Exercise
Please copy the case summary starting at "Case history" and ending at "New Jersey reversed.", swapping "landfill space" for "disposal sites".

Extract
********************

- Supreme Court of the United States

Argued March 27, 1978 Decided June 23, 1978
- Full case name: City of Philadelphia v. New Jersey
- Citations: 437 U.S. 617 (more) 98 S. Ct. 2531; 57 L. Ed. 2d 475

Case history
- Prior: City of Philadelphia v. State, 376 A.2d 888 (N.J. 1977); probable jurisdiction noted, 434 U.S. 964 (1977).

Holding
- A state may not prohibit or place barriers to articles of commerce entering or exiting its boundaries without express Congressional authorization or a compelling state interest; solid and liquid refuse and the rights to landfill space to dispose thereof are articles of commerce under the Commerce Clause. Supreme Court of New Jersey reversed.

Court membership
- Chief Justice Warren E. Burger Associate Justices William J. Brennan Jr. · Potter Stewart Byron White · Thurgood Marshall Harry Blackmun · Lewis F. Powell Jr. William Rehnquist · John P. Stevens

Case opinions
- Majority: Stewart, joined by Brennan, White, Marshall, Blackmun, Powell, Stevens
- Dissent: Rehnquist, joined by Burger

Laws applied
- U.S. Const. art. I § 8 cl. 3 (Commerce Clause), Dormant Commerce Clause, N.J. Waste Control Act, N.J. Stat. Ann. § 13 et seq

= City of Philadelphia v. New Jersey =

City of Philadelphia v. New Jersey, 437 U.S. 617 (1978), was a case in which the Supreme Court of the United States held that states could not discriminate against another state's articles of commerce.

********************

Source information
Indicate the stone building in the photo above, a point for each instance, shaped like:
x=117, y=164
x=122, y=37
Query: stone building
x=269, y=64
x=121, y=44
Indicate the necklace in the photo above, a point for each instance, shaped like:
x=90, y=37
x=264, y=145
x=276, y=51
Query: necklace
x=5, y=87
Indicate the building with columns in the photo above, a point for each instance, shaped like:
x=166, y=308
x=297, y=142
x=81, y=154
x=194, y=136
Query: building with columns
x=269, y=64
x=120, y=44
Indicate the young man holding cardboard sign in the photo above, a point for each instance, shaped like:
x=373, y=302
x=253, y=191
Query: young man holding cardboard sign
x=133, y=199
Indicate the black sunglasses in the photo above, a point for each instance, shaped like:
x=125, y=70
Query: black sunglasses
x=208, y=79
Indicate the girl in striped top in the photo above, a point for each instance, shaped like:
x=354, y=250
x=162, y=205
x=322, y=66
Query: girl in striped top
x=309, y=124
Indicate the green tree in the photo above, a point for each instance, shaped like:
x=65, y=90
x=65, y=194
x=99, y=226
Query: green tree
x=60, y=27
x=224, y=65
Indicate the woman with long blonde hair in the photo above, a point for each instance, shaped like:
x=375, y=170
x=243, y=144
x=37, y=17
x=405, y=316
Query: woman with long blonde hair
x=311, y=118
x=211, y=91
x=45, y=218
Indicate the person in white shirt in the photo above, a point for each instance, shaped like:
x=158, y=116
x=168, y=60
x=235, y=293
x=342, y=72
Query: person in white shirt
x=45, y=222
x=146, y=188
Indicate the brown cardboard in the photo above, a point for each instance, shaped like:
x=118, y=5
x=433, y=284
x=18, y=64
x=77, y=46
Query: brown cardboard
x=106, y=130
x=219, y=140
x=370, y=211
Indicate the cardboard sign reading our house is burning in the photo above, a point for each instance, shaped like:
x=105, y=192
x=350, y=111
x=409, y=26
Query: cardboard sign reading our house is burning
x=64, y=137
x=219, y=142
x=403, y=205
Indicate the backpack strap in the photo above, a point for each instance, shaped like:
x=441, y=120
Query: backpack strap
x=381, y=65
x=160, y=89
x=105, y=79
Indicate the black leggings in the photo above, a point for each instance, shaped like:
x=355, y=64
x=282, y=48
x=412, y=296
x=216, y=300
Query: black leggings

********************

Answer box
Case history
- Prior: City of Philadelphia v. State, 376 A.2d 888 (N.J. 1977); probable jurisdiction noted, 434 U.S. 964 (1977).

Holding
- A state may not prohibit or place barriers to articles of commerce entering or exiting its boundaries without express Congressional authorization or a compelling state interest; solid and liquid refuse and the rights to disposal sites to dispose thereof are articles of commerce under the Commerce Clause. Supreme Court of New Jersey reversed.